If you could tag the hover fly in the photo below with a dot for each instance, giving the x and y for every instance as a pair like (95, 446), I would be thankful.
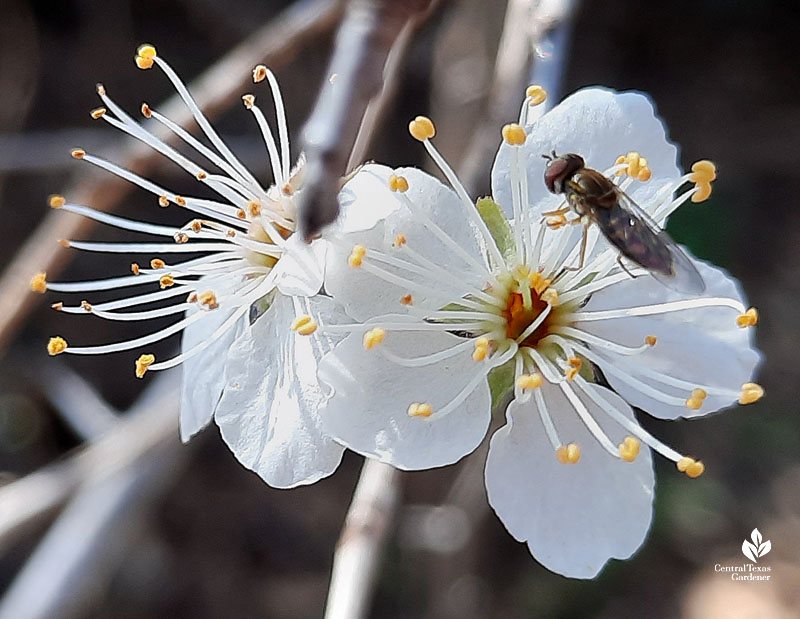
(595, 199)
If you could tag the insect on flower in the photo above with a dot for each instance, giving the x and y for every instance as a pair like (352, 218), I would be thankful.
(595, 199)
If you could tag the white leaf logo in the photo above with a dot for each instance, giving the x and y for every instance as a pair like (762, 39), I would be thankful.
(756, 548)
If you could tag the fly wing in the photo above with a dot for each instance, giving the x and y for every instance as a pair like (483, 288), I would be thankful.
(628, 227)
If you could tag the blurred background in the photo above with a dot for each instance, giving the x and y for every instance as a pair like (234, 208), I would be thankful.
(188, 532)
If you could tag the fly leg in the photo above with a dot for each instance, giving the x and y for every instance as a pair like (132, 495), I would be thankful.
(624, 268)
(559, 211)
(584, 240)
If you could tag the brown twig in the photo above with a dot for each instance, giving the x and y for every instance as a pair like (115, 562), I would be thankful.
(273, 44)
(363, 43)
(153, 420)
(361, 542)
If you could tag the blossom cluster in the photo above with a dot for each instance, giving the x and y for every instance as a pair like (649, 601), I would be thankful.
(421, 310)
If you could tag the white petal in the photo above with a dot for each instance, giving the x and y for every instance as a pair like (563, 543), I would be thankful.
(300, 269)
(365, 295)
(369, 409)
(703, 346)
(598, 124)
(365, 199)
(269, 411)
(574, 517)
(204, 374)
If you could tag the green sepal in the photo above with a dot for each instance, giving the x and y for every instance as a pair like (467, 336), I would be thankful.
(501, 382)
(499, 228)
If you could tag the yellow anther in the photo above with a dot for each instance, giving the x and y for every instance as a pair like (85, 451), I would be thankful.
(536, 94)
(39, 282)
(556, 221)
(142, 363)
(751, 392)
(633, 163)
(514, 134)
(703, 172)
(568, 454)
(694, 403)
(522, 272)
(356, 256)
(703, 192)
(259, 73)
(208, 299)
(422, 128)
(550, 296)
(748, 319)
(373, 337)
(636, 166)
(693, 468)
(481, 349)
(629, 449)
(56, 346)
(529, 382)
(303, 325)
(420, 410)
(307, 329)
(146, 50)
(398, 183)
(300, 321)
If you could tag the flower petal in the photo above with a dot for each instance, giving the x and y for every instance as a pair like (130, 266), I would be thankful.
(204, 374)
(574, 517)
(269, 411)
(599, 124)
(369, 409)
(703, 346)
(300, 269)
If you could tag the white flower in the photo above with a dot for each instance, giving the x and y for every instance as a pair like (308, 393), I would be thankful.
(439, 303)
(246, 362)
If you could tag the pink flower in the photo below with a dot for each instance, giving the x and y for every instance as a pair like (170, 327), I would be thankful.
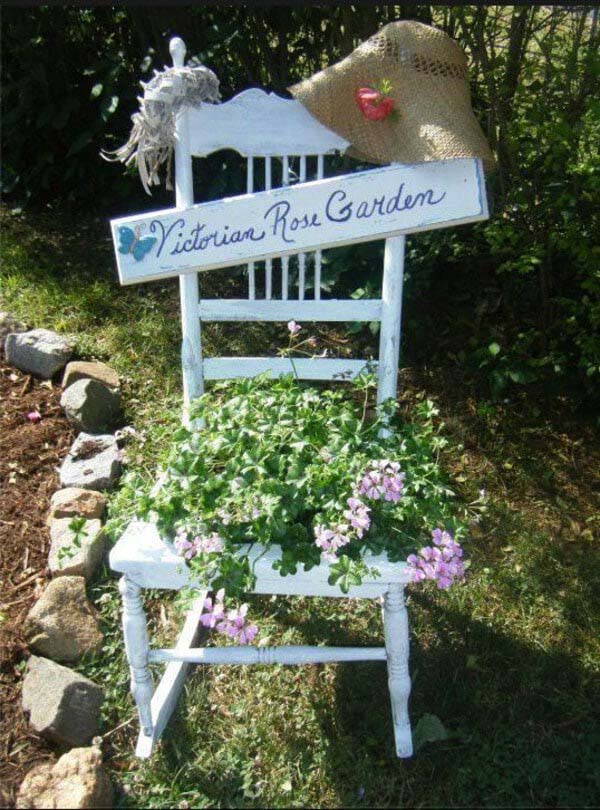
(329, 540)
(358, 516)
(209, 545)
(236, 626)
(382, 480)
(441, 562)
(213, 612)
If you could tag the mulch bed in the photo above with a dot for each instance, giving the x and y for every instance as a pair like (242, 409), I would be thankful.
(30, 455)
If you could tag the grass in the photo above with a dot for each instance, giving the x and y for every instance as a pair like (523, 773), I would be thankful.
(509, 662)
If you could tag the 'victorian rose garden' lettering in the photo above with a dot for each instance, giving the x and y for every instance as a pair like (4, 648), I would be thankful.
(335, 211)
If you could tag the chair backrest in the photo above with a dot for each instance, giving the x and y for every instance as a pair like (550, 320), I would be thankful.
(282, 143)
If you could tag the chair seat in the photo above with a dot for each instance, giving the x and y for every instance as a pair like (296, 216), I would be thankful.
(151, 561)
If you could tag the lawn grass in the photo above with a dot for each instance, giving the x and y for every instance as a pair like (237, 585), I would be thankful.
(509, 662)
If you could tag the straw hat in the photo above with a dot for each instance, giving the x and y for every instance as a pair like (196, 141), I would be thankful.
(433, 119)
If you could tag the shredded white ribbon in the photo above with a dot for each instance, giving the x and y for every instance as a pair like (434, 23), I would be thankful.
(152, 136)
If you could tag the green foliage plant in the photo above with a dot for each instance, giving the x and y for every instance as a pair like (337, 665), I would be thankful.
(316, 473)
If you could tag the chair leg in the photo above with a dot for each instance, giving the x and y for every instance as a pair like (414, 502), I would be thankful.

****

* THE TASK *
Repeat the material above in full and exactly, apart from the pictures.

* CORRECT RESPONSE *
If you could tag the hover fly in the photo below with a dot for each instance, giving the x and y for every instance as a pair like (95, 446), I would be thankful.
(595, 199)
If you could tag the insect on flower in the photo above with a dot for each instance, giving the x and y for every instance as a pair like (352, 218), I would be thankful.
(595, 199)
If you could tag the white leaf logo in the photo above with a dot for each instance, giving the x and y for every instance as a pair like (762, 39), I would be thankful.
(756, 548)
If you could tag the fly wing in the photo above with a dot for each instance, giving the x and y for every instance as a pair like (483, 288), I would be thankful.
(628, 227)
If you could tag the blurred background in the photo above with a dot for each instance, giving the x and y for every instance as a pair like (234, 208), I would be thankful.
(188, 532)
If you could tag the fly leg in the photo above with a dot for each instance, giving the x and y for every instance as a pair like (132, 495), I would be thankful.
(624, 268)
(559, 211)
(584, 240)
If you could tag the brown twig in the photo above with a dot for each instance, giving the x and y for every instance as a pair like (115, 562), I would be thankful.
(273, 44)
(363, 43)
(153, 420)
(361, 542)
If you could tag the blossom cluster in the photo above with a dot for each instance, giving the x and y for every instance as a pair like (649, 601), I would be thankful.
(421, 310)
If you could tag the white petal in the photo above with a dot for each instance, giving the x and y for every instance as a pair like (563, 543), I would be thankful.
(300, 269)
(365, 295)
(369, 409)
(703, 346)
(598, 124)
(365, 199)
(269, 411)
(574, 517)
(204, 374)
If you could tag the green sepal in the photo above with a dot for each instance, giving the x and y for every instance as a pair like (467, 336), I would be thankful.
(501, 382)
(499, 228)
If you could tag the yellow anther in the photo above with a dot for each instance, giving the x and y for every instance as a pair like (85, 451), I would be thankful.
(536, 94)
(39, 282)
(556, 221)
(142, 363)
(751, 392)
(633, 163)
(514, 134)
(703, 172)
(568, 454)
(694, 403)
(522, 272)
(356, 256)
(703, 192)
(259, 73)
(208, 299)
(422, 128)
(550, 296)
(748, 319)
(373, 337)
(636, 166)
(693, 468)
(481, 349)
(629, 449)
(56, 346)
(529, 382)
(303, 325)
(420, 410)
(307, 329)
(146, 50)
(398, 183)
(300, 321)
If you could tag the flower petal in the photo above with a dot for each instance, giving the x and y for every instance as a pair like (130, 266), I would be thankful.
(204, 374)
(574, 517)
(269, 411)
(599, 124)
(369, 409)
(703, 346)
(300, 269)
If you could tag the white flower in the photo above with a dot for each instance, giving the x and y for every instance as a pair like (308, 393), I would be thankful.
(439, 303)
(246, 362)
If you could tag the pink flower in the photo below with a dot for each instance, giving the x and y for every instance as a pair like (170, 327), I would be thankful.
(329, 540)
(358, 516)
(209, 545)
(236, 626)
(382, 480)
(441, 562)
(213, 612)
If you could tag the mulch bed in the photo above with a dot for each instance, giving the x and y for every instance as a pair like (242, 409), I would be thankful.
(30, 455)
If you could tag the grass in the photo above with a dot for each instance, giving the x and y for every instance as a pair like (523, 773), I would be thankful.
(509, 662)
If you could tag the 'victorian rose garden' lettering in the photo above with a dot for each instance, giving the x and y for every instance as a pair like (4, 648), I would be thankful.
(335, 211)
If you could tag the chair backrest in the photo above with a dot for each instance, giving the x and y for every instance as a pair like (550, 320), I would be thankful.
(282, 143)
If you could tag the chair seat in the photo above with a dot for each instance, giving the x and y for every instance as a pair like (296, 216), I would be thankful.
(151, 561)
If you could tag the lawn grass in the photo above with a dot for each instance, giving the x and y for every instance as a pair like (237, 585), I would be thankful.
(509, 662)
If you could tag the straw hat in the photo above with a dot for each instance, giving the x and y for every instance as a pair like (196, 141), I would be thankful.
(433, 119)
If you could tag the shredded white ribbon in the photo above with a dot for each instance, giving the x and y for every instance as a pair like (434, 23), I would be thankful.
(152, 136)
If you could tag the green foliage plant in the photo above with a dot for each instance, giving the x and y for every instance as a pair like (337, 665), I would be thankful.
(316, 473)
If you could tag the chair leg in the photo above with a dot for each instance, giving the x and y for every instance as a pair like (414, 502), I would be thankful.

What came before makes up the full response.